Written exercise
Transcribe the records below in full; pictures stay out of the copy.

Working data
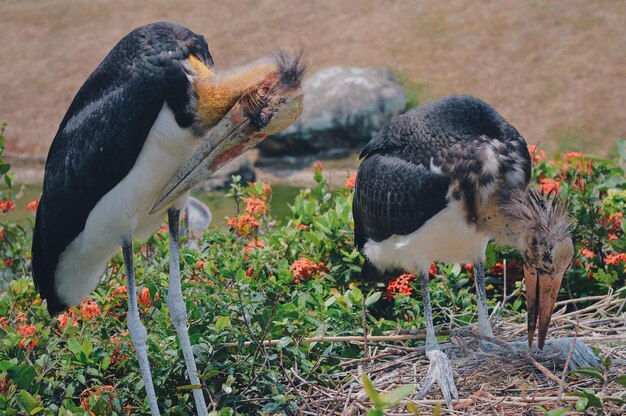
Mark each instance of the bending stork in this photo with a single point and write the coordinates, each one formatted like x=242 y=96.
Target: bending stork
x=150 y=122
x=438 y=184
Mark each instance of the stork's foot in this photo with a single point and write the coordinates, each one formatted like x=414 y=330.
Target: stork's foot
x=582 y=355
x=439 y=370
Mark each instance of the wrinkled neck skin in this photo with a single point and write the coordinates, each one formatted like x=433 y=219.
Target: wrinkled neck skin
x=217 y=93
x=501 y=228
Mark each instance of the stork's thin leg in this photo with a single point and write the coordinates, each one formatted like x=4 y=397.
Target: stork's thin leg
x=439 y=368
x=138 y=334
x=481 y=298
x=178 y=311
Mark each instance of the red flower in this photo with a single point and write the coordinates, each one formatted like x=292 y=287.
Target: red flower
x=7 y=205
x=536 y=153
x=89 y=309
x=144 y=297
x=67 y=318
x=26 y=330
x=585 y=252
x=400 y=285
x=304 y=267
x=317 y=166
x=351 y=181
x=571 y=155
x=32 y=205
x=253 y=245
x=244 y=225
x=615 y=259
x=255 y=206
x=548 y=185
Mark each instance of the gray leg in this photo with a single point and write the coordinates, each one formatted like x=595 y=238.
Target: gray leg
x=582 y=355
x=439 y=368
x=481 y=297
x=138 y=334
x=178 y=311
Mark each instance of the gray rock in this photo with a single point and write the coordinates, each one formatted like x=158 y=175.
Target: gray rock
x=343 y=108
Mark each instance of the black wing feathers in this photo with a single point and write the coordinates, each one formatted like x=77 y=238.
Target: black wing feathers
x=103 y=132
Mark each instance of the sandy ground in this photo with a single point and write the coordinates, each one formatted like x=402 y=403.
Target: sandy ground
x=556 y=70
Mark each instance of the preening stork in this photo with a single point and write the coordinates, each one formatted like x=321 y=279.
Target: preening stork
x=151 y=121
x=437 y=184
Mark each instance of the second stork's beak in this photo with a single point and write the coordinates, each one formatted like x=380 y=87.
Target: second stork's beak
x=265 y=108
x=542 y=291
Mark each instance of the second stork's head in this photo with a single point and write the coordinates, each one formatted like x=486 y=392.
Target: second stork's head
x=546 y=245
x=235 y=111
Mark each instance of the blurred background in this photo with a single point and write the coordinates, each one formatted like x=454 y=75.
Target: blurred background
x=555 y=70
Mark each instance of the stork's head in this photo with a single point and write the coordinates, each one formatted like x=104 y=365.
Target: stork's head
x=547 y=249
x=235 y=111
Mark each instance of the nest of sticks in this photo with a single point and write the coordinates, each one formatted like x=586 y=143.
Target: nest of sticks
x=505 y=382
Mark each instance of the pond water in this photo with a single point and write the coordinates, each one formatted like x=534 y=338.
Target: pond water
x=221 y=206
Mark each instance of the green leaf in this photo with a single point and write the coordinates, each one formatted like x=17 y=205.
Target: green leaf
x=373 y=298
x=621 y=380
x=581 y=404
x=557 y=412
x=73 y=345
x=221 y=323
x=27 y=401
x=24 y=376
x=86 y=347
x=283 y=342
x=6 y=365
x=410 y=406
x=371 y=392
x=398 y=394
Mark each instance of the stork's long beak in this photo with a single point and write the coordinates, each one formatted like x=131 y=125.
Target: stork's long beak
x=542 y=291
x=235 y=133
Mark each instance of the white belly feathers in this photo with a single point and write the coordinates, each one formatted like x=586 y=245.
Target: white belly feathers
x=446 y=237
x=123 y=211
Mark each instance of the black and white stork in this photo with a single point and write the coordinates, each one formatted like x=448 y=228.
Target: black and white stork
x=151 y=121
x=437 y=184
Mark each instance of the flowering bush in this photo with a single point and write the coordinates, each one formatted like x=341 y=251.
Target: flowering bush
x=263 y=278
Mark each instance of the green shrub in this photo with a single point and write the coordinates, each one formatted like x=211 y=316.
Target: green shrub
x=263 y=280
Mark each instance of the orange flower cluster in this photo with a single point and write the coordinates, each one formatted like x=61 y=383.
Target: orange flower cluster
x=7 y=205
x=255 y=206
x=536 y=153
x=400 y=285
x=244 y=224
x=144 y=297
x=96 y=392
x=548 y=185
x=317 y=166
x=351 y=181
x=304 y=267
x=585 y=252
x=253 y=244
x=89 y=309
x=267 y=189
x=27 y=331
x=615 y=259
x=67 y=318
x=32 y=205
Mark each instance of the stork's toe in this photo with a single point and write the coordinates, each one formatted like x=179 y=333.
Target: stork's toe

Written solution
Mark each instance of the bending stork in this photo with a single point and write the coordinates, each one formatted like x=242 y=96.
Target: bending stork
x=150 y=122
x=438 y=184
Mark each instance of the stork's foot in this photo with a single point and write the coordinates, each one formatted like x=414 y=330.
Target: stork's foot
x=582 y=355
x=439 y=370
Mark each instance of the wrinkled neck skin in this photo with a single point and write the coordinates, each one formatted like x=433 y=219.
Target: wrinkled neck skin
x=217 y=93
x=501 y=228
Mark each instance of the stork's thin leg in this photo with a single point and write the coordinates, each one formatted like x=4 y=397.
Target: stork's thin leg
x=439 y=368
x=138 y=334
x=481 y=298
x=178 y=311
Mark each instance of the red flower in this photo with a single point and write the coordinates, each one formatted like x=292 y=287.
Target: red flower
x=7 y=205
x=536 y=153
x=89 y=309
x=144 y=297
x=67 y=318
x=26 y=330
x=585 y=252
x=400 y=285
x=304 y=267
x=317 y=166
x=351 y=181
x=571 y=155
x=32 y=205
x=253 y=245
x=244 y=225
x=615 y=259
x=255 y=206
x=548 y=185
Mark each instance of the gray leg in this photo with a single point and write the coordinates, each one formatted like x=595 y=238.
Target: gray leg
x=582 y=355
x=439 y=368
x=481 y=297
x=138 y=334
x=178 y=311
Mark each instance of the gray rock in this photo with a single point and write the coordinates, each one formatted like x=158 y=175.
Target: gray rock
x=343 y=108
Mark each instance of the black wing feathers in this photo with a single point and write the coordinates, each one formatted like x=77 y=238.
Target: black wing feathers
x=103 y=132
Mark each instance of the sandy ground in this photo with a single point and write the coordinates, each one formatted like x=402 y=403.
Target: sandy ground
x=556 y=70
Mark each instance of the preening stork in this photo with a single point and write the coordinates, each one formatted like x=321 y=279.
Target: preening stork
x=151 y=121
x=437 y=184
Mark each instance of the second stork's beak in this photo with a single point and write the coordinates, each one formatted like x=380 y=87.
Target: second stork's beak
x=265 y=108
x=542 y=291
Mark each instance of the second stork's head in this photo with a single point and write the coordinates, each one formatted like x=486 y=392.
Target: second stork's head
x=546 y=245
x=235 y=111
Mark each instance of the blurred background in this photo with a single point and write the coordinates, each one formatted like x=454 y=75.
Target: blurred background
x=555 y=70
Mark each instance of the stork's head in this photo with a single point and write the coordinates, each one formatted like x=104 y=365.
Target: stork's head
x=547 y=249
x=235 y=111
Mark each instance of the nest of sticks in this photo with a single point and write the coordinates, each one formatted like x=586 y=143.
Target: nest of sticks
x=505 y=382
Mark each instance of the pond water in this photo with a single point and write the coordinates, each one formatted like x=534 y=338.
Target: pond water
x=221 y=206
Mark each instance of the green leaf in this photo with a single point and write the coordinates, each one formatted like x=17 y=205.
Target: green leaf
x=373 y=298
x=621 y=380
x=581 y=404
x=557 y=412
x=73 y=345
x=221 y=323
x=27 y=401
x=24 y=376
x=86 y=347
x=283 y=342
x=6 y=365
x=410 y=406
x=371 y=392
x=398 y=394
Mark each instance of the stork's long beak in this photo with a single point and write the coordinates, each one formatted like x=131 y=125.
Target: stork's long beak
x=542 y=291
x=235 y=133
Mark each instance of the white belly feathers in this photo with a single point and write the coordinates, each one formatted like x=586 y=245.
Target: white belly feathers
x=446 y=237
x=123 y=211
Mark each instance of the black and white stork in this photo with a single point and write the coordinates, each one formatted like x=448 y=228.
Target: black and white stork
x=151 y=121
x=437 y=184
Mark each instance of the flowering bush in this photo with a single point and write the coordinates, each one formatted like x=341 y=251.
Target: flowering bush
x=263 y=278
Mark each instance of the green shrub in this photo with a single point and write the coordinates, each one formatted like x=211 y=316.
Target: green shrub
x=263 y=280
Mark each instance of the orange flower cluster in this photo with a single point and write the coordinates, each one formatted like x=61 y=383.
Target: orange flower cluster
x=7 y=205
x=255 y=206
x=536 y=153
x=400 y=285
x=244 y=224
x=144 y=297
x=96 y=392
x=548 y=185
x=317 y=166
x=351 y=181
x=304 y=267
x=585 y=252
x=253 y=244
x=89 y=309
x=267 y=189
x=27 y=331
x=615 y=259
x=67 y=318
x=32 y=205
Mark each instance of the stork's toe in this photo with a single point and write the coordinates, each one formatted like x=179 y=333.
Target: stork's toe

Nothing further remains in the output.